___ Given data ___

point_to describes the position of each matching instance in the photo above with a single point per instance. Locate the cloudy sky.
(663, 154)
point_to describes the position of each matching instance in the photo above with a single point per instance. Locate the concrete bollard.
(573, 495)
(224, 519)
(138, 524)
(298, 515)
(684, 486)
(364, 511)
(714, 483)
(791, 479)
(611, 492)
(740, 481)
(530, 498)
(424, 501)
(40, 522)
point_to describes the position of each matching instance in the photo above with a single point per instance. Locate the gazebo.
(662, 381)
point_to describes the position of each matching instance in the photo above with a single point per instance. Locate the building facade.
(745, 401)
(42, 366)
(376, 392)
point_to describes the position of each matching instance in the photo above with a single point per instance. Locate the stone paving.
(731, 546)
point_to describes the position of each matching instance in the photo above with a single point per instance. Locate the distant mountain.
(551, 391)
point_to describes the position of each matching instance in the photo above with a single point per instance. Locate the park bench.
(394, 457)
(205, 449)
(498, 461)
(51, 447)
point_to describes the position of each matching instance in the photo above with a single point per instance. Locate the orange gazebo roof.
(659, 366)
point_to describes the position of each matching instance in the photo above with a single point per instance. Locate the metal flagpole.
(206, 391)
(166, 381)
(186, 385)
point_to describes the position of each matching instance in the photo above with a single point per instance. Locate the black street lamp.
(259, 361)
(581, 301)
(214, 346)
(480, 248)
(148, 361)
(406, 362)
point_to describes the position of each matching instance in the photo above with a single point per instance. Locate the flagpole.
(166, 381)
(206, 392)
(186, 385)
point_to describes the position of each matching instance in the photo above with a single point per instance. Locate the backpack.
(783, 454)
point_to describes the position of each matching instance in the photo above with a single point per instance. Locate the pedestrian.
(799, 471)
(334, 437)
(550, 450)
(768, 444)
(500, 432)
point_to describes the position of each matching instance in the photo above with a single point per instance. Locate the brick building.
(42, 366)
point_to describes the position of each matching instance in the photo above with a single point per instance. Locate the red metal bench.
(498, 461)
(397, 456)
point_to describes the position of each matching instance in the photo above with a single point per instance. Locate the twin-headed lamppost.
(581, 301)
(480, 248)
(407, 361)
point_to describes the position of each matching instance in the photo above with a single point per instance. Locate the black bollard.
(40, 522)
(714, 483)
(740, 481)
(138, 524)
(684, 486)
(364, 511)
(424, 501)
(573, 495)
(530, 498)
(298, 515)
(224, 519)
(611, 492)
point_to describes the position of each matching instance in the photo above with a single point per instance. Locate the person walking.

___

:: Written problem ::
Reproduce the records from the line containing "the brick building." through the end of the records, requests included, adding -92 to every coordinate in the answers.

:: Answer to the problem ::
point_to describes the position of each matching instance in the photo above with a single point per instance. Locate the brick building.
(-50, 274)
point_to describes the position of each matching instance in the photo above with a single point per instance. Locate the red metal bench.
(406, 369)
(305, 364)
point_to describes the position of each matching instance in the photo above with a single point per instance. Locate the twin-headed lamppost.
(489, 209)
(388, 156)
(315, 269)
point_to describes the position of each matching instance in the photo above with a single point per instance. Locate the black bollard.
(-52, 430)
(622, 391)
(648, 389)
(46, 432)
(592, 394)
(272, 419)
(332, 409)
(481, 403)
(438, 406)
(206, 423)
(132, 427)
(519, 400)
point_to describes the position of each matching instance in the photo above with a single point per instance. Locate the person walking.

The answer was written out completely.